##### Records for the exercise

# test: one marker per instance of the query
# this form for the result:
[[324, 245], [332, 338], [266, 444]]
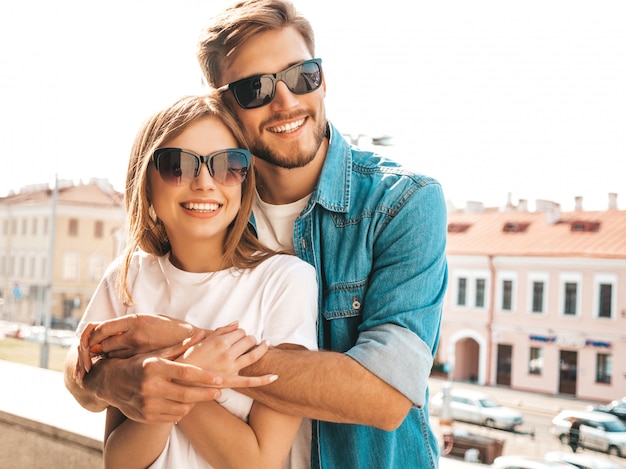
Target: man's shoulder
[[370, 163]]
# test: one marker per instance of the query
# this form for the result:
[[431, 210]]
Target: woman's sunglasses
[[259, 90], [179, 167]]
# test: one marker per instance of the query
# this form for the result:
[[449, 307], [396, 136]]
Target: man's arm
[[150, 387], [146, 388], [328, 386]]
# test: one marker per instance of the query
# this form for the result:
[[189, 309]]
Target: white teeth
[[201, 207], [287, 127]]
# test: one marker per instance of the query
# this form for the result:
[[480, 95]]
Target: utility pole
[[45, 345]]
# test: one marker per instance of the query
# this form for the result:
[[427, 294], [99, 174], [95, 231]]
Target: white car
[[598, 430], [583, 460], [476, 407], [523, 462]]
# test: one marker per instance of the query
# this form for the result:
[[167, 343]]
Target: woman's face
[[201, 211]]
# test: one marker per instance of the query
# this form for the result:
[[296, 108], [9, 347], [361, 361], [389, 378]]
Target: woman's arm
[[131, 444], [226, 441]]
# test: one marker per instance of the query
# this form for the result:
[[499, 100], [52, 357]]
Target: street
[[531, 439]]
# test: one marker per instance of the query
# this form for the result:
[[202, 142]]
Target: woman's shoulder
[[287, 263]]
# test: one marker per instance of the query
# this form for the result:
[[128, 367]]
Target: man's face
[[288, 131]]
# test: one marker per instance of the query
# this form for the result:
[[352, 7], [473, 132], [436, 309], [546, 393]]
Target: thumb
[[174, 351]]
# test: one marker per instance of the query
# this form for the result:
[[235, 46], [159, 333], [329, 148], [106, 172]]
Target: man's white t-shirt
[[276, 301], [274, 223]]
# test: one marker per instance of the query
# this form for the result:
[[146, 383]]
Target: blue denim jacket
[[376, 235]]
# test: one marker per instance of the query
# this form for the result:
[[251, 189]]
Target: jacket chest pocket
[[342, 313]]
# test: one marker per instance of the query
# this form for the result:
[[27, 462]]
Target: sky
[[499, 100]]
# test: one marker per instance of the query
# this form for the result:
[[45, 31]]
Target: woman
[[191, 256]]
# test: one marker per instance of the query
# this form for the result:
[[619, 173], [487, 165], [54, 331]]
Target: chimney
[[578, 203], [474, 207], [553, 214]]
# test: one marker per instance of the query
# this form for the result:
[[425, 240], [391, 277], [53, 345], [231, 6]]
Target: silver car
[[476, 407], [598, 430]]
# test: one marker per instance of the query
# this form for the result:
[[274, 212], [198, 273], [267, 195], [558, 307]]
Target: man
[[374, 231]]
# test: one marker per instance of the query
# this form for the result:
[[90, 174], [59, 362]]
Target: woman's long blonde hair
[[145, 231]]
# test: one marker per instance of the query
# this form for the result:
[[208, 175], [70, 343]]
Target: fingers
[[111, 328], [252, 355], [84, 355], [188, 375], [176, 350], [225, 329], [236, 381]]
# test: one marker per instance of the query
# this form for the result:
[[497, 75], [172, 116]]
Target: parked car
[[523, 462], [598, 430], [583, 460], [477, 407], [617, 408]]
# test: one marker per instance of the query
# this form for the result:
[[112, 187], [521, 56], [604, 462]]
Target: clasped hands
[[155, 368]]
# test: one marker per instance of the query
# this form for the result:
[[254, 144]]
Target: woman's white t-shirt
[[276, 301]]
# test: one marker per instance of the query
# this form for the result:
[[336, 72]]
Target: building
[[537, 300], [54, 247]]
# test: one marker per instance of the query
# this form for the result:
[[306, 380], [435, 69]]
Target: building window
[[98, 230], [71, 265], [73, 227], [480, 293], [605, 300], [507, 295], [96, 267], [603, 368], [461, 293], [535, 362], [537, 300], [571, 297]]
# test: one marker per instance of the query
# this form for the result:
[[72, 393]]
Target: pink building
[[537, 300]]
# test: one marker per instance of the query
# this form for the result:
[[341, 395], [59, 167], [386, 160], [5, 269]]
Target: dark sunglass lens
[[229, 167], [254, 92], [304, 78], [176, 167]]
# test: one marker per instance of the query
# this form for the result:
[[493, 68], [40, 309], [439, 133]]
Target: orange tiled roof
[[600, 234]]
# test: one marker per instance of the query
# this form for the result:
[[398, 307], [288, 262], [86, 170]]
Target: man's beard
[[299, 159]]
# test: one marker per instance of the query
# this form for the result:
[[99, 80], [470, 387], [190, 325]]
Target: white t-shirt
[[276, 301], [274, 223]]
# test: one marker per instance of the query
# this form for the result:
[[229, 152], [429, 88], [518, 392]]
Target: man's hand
[[226, 355], [150, 387], [135, 334]]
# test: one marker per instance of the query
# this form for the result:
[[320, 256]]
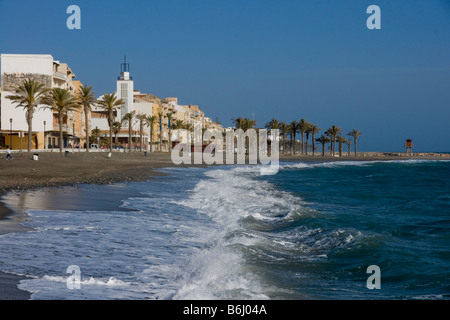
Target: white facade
[[17, 67]]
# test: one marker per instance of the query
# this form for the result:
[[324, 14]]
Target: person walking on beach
[[8, 154]]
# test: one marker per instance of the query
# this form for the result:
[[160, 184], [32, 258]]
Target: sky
[[262, 59]]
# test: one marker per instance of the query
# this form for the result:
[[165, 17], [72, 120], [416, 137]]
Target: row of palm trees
[[332, 135], [30, 94]]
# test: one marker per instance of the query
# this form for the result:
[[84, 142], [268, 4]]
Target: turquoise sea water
[[308, 232]]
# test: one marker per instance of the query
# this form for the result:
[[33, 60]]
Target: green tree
[[284, 130], [142, 118], [314, 130], [110, 103], [333, 132], [117, 126], [169, 119], [293, 129], [303, 126], [86, 100], [160, 118], [323, 139], [62, 102], [355, 134], [95, 133], [150, 121], [273, 124], [341, 140], [28, 95], [128, 119]]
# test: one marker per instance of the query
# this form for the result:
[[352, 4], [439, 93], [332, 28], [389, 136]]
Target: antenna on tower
[[124, 67]]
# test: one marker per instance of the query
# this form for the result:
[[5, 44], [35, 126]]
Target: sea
[[315, 230]]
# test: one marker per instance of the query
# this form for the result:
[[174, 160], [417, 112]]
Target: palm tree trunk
[[129, 137], [141, 128], [110, 137], [30, 129], [60, 118], [86, 120], [30, 132], [313, 142], [151, 138]]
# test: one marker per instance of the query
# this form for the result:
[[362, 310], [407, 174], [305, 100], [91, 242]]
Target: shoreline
[[55, 170]]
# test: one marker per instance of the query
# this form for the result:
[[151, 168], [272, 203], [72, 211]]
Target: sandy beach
[[54, 170]]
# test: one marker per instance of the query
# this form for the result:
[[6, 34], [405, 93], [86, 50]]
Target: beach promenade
[[53, 169]]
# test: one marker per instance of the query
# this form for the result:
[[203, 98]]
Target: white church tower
[[125, 88]]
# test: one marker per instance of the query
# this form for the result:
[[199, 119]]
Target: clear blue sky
[[312, 59]]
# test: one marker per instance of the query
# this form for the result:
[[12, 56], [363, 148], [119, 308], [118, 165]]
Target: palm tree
[[62, 102], [333, 132], [341, 141], [244, 123], [284, 129], [303, 127], [110, 103], [142, 118], [323, 139], [293, 129], [355, 134], [29, 95], [160, 117], [95, 133], [117, 126], [314, 130], [169, 118], [86, 100], [273, 125], [307, 133], [349, 145], [128, 118], [150, 121]]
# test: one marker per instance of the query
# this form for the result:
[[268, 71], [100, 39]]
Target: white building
[[42, 68]]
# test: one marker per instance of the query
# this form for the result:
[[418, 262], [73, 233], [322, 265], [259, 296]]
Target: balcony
[[59, 75]]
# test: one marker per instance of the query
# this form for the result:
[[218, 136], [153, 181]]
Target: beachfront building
[[13, 125], [166, 113]]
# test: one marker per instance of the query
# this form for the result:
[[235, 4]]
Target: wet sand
[[53, 169]]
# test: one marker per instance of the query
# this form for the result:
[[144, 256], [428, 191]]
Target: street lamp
[[45, 138], [10, 133]]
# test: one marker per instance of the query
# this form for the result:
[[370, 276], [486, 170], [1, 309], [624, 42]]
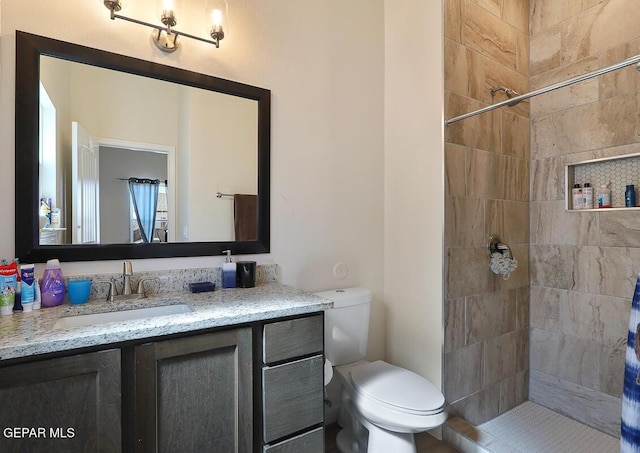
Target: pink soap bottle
[[52, 289]]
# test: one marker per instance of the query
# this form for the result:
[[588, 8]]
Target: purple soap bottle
[[52, 289]]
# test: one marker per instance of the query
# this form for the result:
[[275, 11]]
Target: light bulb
[[216, 17]]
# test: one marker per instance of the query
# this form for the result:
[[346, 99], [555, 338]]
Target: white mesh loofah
[[503, 265]]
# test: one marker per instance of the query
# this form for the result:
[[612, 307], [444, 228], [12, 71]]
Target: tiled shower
[[554, 331]]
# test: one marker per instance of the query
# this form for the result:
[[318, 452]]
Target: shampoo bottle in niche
[[228, 272], [630, 196], [587, 194], [52, 290], [604, 196], [576, 196]]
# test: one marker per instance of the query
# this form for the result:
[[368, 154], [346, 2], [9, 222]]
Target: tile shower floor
[[529, 428]]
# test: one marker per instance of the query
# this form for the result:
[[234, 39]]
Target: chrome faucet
[[127, 273], [127, 293]]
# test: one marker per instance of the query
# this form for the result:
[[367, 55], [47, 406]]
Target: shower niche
[[616, 171]]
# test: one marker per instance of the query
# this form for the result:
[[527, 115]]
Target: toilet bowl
[[382, 405]]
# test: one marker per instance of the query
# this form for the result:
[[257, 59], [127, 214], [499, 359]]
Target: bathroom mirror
[[115, 119]]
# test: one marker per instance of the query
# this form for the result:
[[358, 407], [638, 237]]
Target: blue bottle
[[228, 272], [630, 196]]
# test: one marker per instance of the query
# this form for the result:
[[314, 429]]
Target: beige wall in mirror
[[209, 141]]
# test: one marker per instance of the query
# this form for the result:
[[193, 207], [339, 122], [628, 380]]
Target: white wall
[[414, 181]]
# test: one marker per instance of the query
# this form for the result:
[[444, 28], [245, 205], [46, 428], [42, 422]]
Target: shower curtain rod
[[517, 99]]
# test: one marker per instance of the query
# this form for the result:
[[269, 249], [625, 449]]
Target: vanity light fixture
[[164, 36]]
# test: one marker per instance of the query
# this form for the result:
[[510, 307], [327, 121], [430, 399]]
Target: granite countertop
[[32, 333]]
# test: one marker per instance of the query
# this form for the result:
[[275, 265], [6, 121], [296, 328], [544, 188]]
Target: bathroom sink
[[123, 315]]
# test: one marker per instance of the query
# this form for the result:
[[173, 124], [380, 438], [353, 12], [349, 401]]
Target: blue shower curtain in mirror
[[144, 193]]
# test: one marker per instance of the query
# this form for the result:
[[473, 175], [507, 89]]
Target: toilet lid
[[402, 389]]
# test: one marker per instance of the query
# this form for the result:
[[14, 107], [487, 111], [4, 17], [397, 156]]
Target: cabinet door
[[195, 394], [64, 404]]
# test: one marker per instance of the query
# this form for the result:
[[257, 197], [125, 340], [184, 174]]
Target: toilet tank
[[346, 325]]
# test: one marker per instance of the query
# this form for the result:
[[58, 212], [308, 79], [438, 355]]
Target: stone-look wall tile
[[562, 73], [486, 33], [498, 75], [522, 386], [490, 315], [547, 179], [523, 309], [545, 50], [453, 19], [508, 393], [523, 350], [602, 319], [480, 131], [510, 219], [620, 270], [495, 173], [456, 67], [586, 4], [516, 13], [592, 32], [612, 361], [519, 278], [493, 6], [464, 218], [455, 181], [468, 272], [569, 358], [522, 57], [499, 356], [621, 229], [551, 224], [454, 324], [463, 372], [610, 271], [583, 404], [565, 98], [588, 270], [515, 135], [545, 307], [601, 124], [481, 173], [623, 81], [548, 13], [481, 406], [521, 191], [551, 265]]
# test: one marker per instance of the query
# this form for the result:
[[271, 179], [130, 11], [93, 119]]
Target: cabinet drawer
[[293, 397], [311, 442], [294, 338]]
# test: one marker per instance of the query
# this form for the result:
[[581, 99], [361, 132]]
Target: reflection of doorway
[[85, 189], [161, 229], [119, 161]]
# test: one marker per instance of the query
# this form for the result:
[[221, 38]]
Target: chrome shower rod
[[517, 99]]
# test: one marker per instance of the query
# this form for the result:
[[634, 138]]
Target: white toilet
[[382, 405]]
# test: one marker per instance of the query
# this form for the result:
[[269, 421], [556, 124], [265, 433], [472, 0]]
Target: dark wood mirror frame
[[29, 48]]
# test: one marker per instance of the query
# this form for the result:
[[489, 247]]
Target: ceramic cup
[[79, 291]]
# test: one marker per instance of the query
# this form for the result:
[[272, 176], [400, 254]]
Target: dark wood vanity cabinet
[[195, 393], [62, 404], [253, 388], [293, 385]]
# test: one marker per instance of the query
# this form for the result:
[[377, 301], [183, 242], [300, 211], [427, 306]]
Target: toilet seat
[[376, 395], [397, 389]]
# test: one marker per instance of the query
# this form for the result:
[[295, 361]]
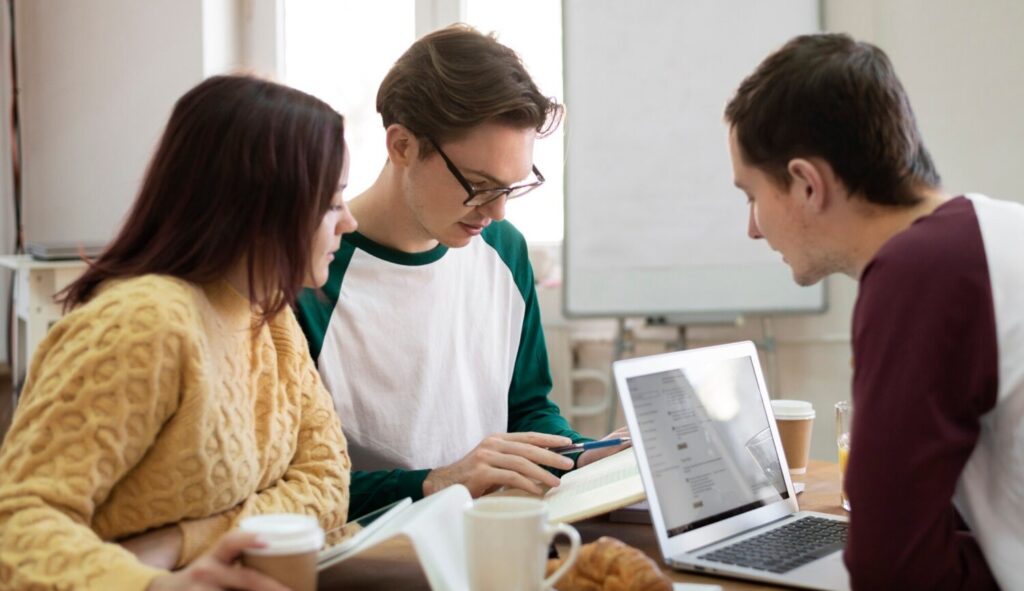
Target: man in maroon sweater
[[825, 146]]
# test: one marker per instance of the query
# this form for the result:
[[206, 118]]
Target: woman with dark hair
[[178, 395]]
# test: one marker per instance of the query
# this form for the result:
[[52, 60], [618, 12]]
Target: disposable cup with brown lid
[[795, 419], [293, 542]]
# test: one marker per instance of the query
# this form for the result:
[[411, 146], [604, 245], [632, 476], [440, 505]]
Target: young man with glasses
[[428, 332]]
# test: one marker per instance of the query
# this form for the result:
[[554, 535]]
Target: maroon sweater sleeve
[[925, 372]]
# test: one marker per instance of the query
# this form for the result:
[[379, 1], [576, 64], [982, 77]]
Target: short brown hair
[[246, 169], [457, 78], [829, 96]]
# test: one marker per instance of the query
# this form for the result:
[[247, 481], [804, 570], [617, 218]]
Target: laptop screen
[[708, 442]]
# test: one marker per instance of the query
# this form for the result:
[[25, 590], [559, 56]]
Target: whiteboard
[[653, 224]]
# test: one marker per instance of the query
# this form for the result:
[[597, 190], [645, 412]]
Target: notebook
[[712, 463], [594, 490]]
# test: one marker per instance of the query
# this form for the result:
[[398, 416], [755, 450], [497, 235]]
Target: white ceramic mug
[[507, 542]]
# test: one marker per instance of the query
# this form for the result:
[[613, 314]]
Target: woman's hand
[[158, 548], [216, 570]]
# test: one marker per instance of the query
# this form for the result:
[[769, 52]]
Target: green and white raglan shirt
[[428, 353]]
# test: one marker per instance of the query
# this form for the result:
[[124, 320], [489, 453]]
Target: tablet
[[359, 530]]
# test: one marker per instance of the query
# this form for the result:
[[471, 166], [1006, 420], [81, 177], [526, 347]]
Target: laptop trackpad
[[827, 573]]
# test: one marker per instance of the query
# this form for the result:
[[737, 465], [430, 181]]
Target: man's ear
[[402, 146], [809, 182]]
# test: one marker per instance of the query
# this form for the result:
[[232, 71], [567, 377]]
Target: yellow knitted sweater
[[156, 404]]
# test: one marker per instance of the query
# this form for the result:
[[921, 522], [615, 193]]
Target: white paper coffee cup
[[795, 420], [293, 542]]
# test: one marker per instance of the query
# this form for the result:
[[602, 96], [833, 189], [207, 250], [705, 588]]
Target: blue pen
[[591, 446]]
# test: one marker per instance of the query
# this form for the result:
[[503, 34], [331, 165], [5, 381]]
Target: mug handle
[[573, 536]]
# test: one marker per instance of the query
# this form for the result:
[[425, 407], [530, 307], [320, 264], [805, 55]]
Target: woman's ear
[[809, 181], [402, 146]]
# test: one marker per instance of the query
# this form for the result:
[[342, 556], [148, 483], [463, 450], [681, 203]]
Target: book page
[[606, 484]]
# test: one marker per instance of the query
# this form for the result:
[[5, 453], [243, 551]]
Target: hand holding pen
[[594, 451], [587, 446]]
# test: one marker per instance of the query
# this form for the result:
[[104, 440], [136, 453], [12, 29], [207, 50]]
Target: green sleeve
[[371, 491], [529, 408]]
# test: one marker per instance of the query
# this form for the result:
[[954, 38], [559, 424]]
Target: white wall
[[963, 66], [98, 81], [6, 186]]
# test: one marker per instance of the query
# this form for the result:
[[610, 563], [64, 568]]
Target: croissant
[[608, 564]]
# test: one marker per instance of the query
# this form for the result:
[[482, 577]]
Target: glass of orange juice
[[844, 424]]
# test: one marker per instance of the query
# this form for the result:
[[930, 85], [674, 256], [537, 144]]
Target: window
[[340, 51]]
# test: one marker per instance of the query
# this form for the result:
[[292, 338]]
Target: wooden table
[[393, 565]]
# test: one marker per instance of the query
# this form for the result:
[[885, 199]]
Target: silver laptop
[[721, 498]]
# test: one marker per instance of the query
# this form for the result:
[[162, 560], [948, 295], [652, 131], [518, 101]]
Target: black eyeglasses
[[478, 197]]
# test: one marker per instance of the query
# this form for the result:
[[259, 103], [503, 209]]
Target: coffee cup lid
[[284, 533], [792, 410]]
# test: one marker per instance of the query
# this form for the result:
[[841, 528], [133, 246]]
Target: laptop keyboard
[[784, 548]]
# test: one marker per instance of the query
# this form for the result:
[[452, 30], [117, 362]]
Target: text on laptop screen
[[708, 442]]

##########

**Task goal**. Nothing but the lines from the one with "Target: orange tiled roof" up to and including the one with "[[165, 17], [72, 120], [416, 137]]" should be printed, exactly as they read above. Please keep the pictures out.

**Task response**.
Target: orange tiled roof
[[600, 234]]
# test: one marker per instance of the query
# this form for the result:
[[398, 307], [288, 262], [86, 170]]
Target: man's beard
[[299, 159]]
# test: one marker per instance of the query
# this form for the result:
[[99, 80], [470, 387], [190, 325]]
Target: white t-shirt
[[276, 301], [274, 223]]
# test: one marker per instance of the query
# this form for the result:
[[229, 152], [429, 88], [518, 392]]
Target: man's hand
[[226, 355], [150, 387], [135, 334]]
# test: one marker per instance of the query
# this form for the result:
[[320, 256]]
Target: white facade
[[17, 67]]
# test: one marker per instance of the query
# this form for the result:
[[324, 14]]
Target: person walking on beach
[[8, 154]]
# test: one marker per instance of the query
# this form for the result:
[[160, 184], [32, 258]]
Target: sky
[[262, 59]]
# test: one marker per instance of the query
# this form for the result:
[[165, 17], [72, 120], [416, 137]]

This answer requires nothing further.